* _How to complete this task_: Would you print out every entry exactly as given?

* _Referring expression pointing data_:
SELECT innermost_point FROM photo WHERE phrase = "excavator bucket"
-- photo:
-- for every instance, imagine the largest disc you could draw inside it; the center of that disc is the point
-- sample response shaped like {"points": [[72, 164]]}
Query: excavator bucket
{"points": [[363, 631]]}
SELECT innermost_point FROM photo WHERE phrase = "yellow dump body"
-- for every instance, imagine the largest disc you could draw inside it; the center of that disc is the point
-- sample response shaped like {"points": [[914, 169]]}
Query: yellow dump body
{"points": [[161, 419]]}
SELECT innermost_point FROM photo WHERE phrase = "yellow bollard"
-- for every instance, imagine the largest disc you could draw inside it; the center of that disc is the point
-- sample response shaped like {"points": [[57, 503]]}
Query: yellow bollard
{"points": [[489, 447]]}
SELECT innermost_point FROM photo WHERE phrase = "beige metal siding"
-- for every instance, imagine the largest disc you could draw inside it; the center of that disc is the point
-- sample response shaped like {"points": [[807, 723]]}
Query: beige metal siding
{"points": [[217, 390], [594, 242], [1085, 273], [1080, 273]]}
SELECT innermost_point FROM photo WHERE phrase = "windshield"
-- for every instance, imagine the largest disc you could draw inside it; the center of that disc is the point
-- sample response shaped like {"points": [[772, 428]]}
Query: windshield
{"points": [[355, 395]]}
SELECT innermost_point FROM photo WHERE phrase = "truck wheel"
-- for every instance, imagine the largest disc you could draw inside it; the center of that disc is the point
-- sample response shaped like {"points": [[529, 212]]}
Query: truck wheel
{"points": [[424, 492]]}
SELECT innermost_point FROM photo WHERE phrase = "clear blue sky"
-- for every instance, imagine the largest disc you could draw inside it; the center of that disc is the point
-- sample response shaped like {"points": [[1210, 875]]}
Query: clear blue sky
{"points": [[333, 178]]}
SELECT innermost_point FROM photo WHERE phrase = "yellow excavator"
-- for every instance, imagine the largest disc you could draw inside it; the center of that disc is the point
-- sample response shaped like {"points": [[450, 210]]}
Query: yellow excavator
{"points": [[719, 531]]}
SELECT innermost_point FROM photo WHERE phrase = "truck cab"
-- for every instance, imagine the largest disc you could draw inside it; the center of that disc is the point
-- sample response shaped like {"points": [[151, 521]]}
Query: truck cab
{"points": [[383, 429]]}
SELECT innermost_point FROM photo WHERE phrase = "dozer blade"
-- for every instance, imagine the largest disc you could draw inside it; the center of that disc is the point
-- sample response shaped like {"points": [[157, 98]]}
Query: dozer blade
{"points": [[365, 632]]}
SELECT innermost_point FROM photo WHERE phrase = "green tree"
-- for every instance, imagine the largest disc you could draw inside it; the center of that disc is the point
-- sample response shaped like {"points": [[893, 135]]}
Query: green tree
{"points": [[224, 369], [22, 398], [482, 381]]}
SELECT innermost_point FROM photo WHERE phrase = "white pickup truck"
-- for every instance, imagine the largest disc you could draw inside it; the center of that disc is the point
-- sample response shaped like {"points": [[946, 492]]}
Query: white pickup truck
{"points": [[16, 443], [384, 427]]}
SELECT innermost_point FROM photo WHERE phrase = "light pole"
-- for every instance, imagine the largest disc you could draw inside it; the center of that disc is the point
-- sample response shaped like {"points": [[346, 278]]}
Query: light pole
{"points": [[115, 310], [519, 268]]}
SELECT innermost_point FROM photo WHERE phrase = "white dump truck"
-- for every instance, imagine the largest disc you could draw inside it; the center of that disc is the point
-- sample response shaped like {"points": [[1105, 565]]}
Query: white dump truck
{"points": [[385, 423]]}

* _Exercise answer_:
SELECT innermost_point FROM photo WHERE phrase = "excavator bucket"
-- photo:
-- for every instance, imagine the largest disc you could draw inside it; the center of that disc is the point
-- sample response shaped like {"points": [[72, 164]]}
Query: excavator bucket
{"points": [[363, 631]]}
SELECT innermost_point FROM photo WHERE phrase = "yellow dump body"
-- for every instance, imagine the largest disc you could draw inside it; the center of that disc is the point
-- sample response shaped like {"points": [[914, 169]]}
Query: yellow dump body
{"points": [[161, 419]]}
SELECT innermost_point FROM photo WHERE phrase = "yellow bollard"
-- for every instance, imagine the largest disc you could draw inside it; the center of that disc is the point
-- sample response shaped like {"points": [[57, 503]]}
Query: yellow bollard
{"points": [[489, 447]]}
SELECT innermost_point FROM photo WHERE phrase = "beige metal siding"
-- for every instance, imagine the largest disc you could draw inside it; the center of that disc is the point
-- sample response shaped like {"points": [[807, 723]]}
Query: beige metal siding
{"points": [[217, 390], [594, 242], [1085, 273], [1080, 273]]}
SELECT innermost_point FROM photo WHERE phrase = "windshield"
-- for every instance, imagine the largest disc you could draw inside it; the center of that disc is the point
-- sample response shaped like {"points": [[772, 428]]}
Query: windshield
{"points": [[355, 395]]}
SELECT innermost_point FROM photo WHERE phrase = "truck wheel"
-- for every instance, imagine the largest disc you could draw inside it; the center of that disc is the point
-- sample response shaped like {"points": [[529, 212]]}
Query: truck wheel
{"points": [[424, 492]]}
SELECT innermost_point FROM photo WHERE phrase = "clear blue sky"
-- for every instance, imagine the largest disc you could draw inside it; the center of that disc is the point
-- sample response shaped like {"points": [[1210, 875]]}
Query: clear blue sky
{"points": [[333, 178]]}
SELECT innermost_point FROM photo WHERE phrase = "yellow excavator"
-- for every instance, imagine the largest disc you could draw inside it; the center of that disc is the point
-- sample response shaped like {"points": [[450, 210]]}
Query: yellow excavator
{"points": [[719, 531]]}
SELECT innermost_point FROM photo WHERE phrase = "truck cab"
-- for every instance, imagine the largest disc you could draw inside it; the center of that disc is the point
-- sample response shaped like {"points": [[151, 521]]}
Query: truck cab
{"points": [[383, 429]]}
SELECT innermost_point FROM photo WHERE phrase = "dozer blade"
-- for every instance, imagine the largest disc you could draw inside it; the center of that disc is the point
-- sample response shaped like {"points": [[157, 98]]}
Query: dozer blade
{"points": [[365, 632]]}
SELECT innermost_point FROM photo WHERE phrase = "green tree"
-- for every instance, imagine the largest disc you could draw inside it; the center of that disc is the point
-- sample response shaped like {"points": [[893, 135]]}
Query: green tree
{"points": [[224, 369], [22, 398], [482, 381]]}
SELECT innermost_point FROM photo WHERE phrase = "white pickup truck"
-- for every instance, imagine the largest disc you could draw inside it; the center of that disc is the point
-- sample response shaped like {"points": [[946, 492]]}
Query: white pickup truck
{"points": [[16, 443], [384, 427]]}
SELECT innermost_point FROM photo WHERE phrase = "light pole"
-- for every instance, imagine the largest disc you could draw inside it; the center of that disc is the point
-- sample response shaped like {"points": [[346, 278]]}
Query: light pole
{"points": [[115, 310], [519, 268]]}
SELECT innermost_point FROM photo WHERE phrase = "white dump truck"
-- for every instance, imagine the largest disc you could draw inside it; the center of that disc is the point
-- sample response shaped like {"points": [[1105, 565]]}
Query: white dump truck
{"points": [[385, 423]]}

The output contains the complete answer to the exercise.